SOURCE PASSAGE ->

At 33 milliseconds per token on an NVIDIA B200, Moondream's Photon inference engine isn't just fast—it's fast because it solved the GPU bubble problem.
Most AI inference stacks leave the GPU idle for part of every decode loop. The CPU plans the next step, launches kernels, commits the sampled token—and the GPU waits. Photon's trick: overlap that CPU housekeeping with the GPU compute for the next token, so the GPU never stalls. Moondream reports up to 35% higher decode throughput from this fix alone.
How GPU Bubbles Form
Autoregressive generation forces a sequential decode loop: one token at a time, each depending on the last. The GPU runs the forward pass for a token, but the CPU must then pick the next token, update metadata, select requests, and launch the next forward. That CPU work is a fixed cost per token, and the GPU sits idle during that window. Moondream calls this idle stretch a "GPU bubble."
The naive approach is blocking: CPU finishes all bookkeeping before launching the next GPU forward. The GPU twiddles thumbs. The fix is to pipeline—start the next GPU forward while the CPU is still processing results from the previous step.
Pipelined Decoding: Overlap the Idle
Moondream's key insight: the sampled token doesn't need to leave the GPU before the next forward starts. The next forward can read it straight from GPU memory. The copy to CPU for detokenization, streaming, and termination checks can happen in the background. That one delay-tolerant copy is what removes the bubble.

DATASET EXCERPTS ->
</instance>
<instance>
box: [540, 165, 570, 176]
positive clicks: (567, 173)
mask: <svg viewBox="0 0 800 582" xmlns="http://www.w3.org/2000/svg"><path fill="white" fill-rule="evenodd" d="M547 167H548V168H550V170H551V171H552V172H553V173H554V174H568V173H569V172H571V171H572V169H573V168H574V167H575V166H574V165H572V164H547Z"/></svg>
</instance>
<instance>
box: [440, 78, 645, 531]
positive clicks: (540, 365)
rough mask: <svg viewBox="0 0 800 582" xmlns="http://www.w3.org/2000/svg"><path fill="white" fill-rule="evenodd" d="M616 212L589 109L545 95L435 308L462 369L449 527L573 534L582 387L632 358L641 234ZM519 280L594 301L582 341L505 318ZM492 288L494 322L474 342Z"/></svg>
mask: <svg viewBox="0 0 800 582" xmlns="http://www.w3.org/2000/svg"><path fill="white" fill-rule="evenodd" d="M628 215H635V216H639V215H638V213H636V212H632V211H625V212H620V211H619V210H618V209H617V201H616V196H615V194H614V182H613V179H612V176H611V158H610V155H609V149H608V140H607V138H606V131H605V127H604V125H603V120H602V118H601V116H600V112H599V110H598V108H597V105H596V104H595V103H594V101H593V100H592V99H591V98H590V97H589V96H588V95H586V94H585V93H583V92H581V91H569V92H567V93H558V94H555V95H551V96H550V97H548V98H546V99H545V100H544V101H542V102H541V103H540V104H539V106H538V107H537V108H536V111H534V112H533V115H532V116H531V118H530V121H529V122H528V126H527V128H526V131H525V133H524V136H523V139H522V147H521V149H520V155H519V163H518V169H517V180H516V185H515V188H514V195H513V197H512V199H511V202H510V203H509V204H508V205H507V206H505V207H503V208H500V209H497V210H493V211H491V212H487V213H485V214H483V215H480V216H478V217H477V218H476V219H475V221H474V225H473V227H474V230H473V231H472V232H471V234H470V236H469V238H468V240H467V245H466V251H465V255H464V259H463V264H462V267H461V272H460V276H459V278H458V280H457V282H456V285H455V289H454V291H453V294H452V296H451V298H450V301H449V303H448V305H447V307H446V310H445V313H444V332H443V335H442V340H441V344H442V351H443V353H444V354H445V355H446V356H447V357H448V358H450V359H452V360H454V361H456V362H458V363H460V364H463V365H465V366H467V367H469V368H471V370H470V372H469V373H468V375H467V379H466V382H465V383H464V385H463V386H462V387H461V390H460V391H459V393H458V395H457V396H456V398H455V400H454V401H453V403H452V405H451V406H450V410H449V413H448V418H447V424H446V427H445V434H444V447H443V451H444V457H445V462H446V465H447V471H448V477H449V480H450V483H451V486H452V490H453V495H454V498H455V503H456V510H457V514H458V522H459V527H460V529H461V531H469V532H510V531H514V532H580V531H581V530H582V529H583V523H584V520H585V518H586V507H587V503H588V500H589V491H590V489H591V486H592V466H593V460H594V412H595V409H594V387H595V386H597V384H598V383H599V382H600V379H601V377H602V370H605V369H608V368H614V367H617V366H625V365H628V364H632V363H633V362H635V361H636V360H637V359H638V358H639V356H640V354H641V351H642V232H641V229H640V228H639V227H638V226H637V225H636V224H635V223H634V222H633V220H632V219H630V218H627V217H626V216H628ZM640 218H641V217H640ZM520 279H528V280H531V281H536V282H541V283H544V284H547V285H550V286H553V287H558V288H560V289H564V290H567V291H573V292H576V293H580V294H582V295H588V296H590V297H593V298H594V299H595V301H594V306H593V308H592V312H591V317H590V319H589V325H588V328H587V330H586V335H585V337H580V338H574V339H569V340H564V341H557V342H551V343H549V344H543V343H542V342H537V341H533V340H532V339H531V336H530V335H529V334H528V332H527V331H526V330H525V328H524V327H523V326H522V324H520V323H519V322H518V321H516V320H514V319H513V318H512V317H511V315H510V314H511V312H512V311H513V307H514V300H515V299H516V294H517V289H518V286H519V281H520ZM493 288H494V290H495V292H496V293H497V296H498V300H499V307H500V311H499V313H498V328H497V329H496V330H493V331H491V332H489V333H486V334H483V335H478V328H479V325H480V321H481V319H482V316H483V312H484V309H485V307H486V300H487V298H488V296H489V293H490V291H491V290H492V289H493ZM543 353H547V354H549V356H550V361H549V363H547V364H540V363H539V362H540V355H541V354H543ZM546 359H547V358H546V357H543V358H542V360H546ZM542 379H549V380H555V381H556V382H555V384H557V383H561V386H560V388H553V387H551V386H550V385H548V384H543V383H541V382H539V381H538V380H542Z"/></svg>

PROMPT 1 ->
According to the passage on Moondream's Photon engine, what per-token latency does Photon reach on an NVIDIA B200?
PROMPT 2 ->
Print the stretch of the Photon engine passage from "The naive approach" through "removes the bubble.".
PROMPT 3 ->
Write what follows in the passage on Moondream's Photon engine, continuing from its last sentence.

EXPECTED ANSWER 1 ->
33 milliseconds per token.

EXPECTED ANSWER 2 ->
The naive approach is blocking: CPU finishes all bookkeeping before launching the next GPU forward. The GPU twiddles thumbs. The fix is to pipeline—start the next GPU forward while the CPU is still processing results from the previous step.
Pipelined Decoding: Overlap the Idle
Moondream's key insight: the sampled token doesn't need to leave the GPU before the next forward starts. The next forward can read it straight from GPU memory. The copy to CPU for detokenization, streaming, and termination checks can happen in the background. That one delay-tolerant copy is what removes the bubble.

EXPECTED ANSWER 3 ->
To make pipelining safe, Photon uses three mechanisms. First, ping-pong slots: two sets of pre-allocated GPU and pinned host buffers (DecodeSlots) so the second step's forward doesn't overwrite results the CPU hasn't read yet. Second, separate copy streams: each step's device-to-host copy runs on its own stream, anchored by a CUDA event so it waits only on that step's outputs, not the next forward. Third, CUDA graphs: fixed buffer addresses allow Photon to capture the decode step once and replay it, eliminating kernel launch overhead.
Concrete Gains on B200
On a single NVIDIA B200, Photon achieves ~33ms per token for a vision-language model. That's near-realtime. The pipelined approach yields 35% higher decode throughput compared to a blocking implementation—no model changes, no hardware upgrades, just smarter scheduling.
Moondream also notes that the technique avoids runtime GPU memory allocations (which force device sync), and that the forwards all share one compute stream—the ping-pong slots don't parallelize GPU work, they only let CPU and GPU overlap. The copy stream runs concurrently with the next compute stream, hiding the bookkeeping latency.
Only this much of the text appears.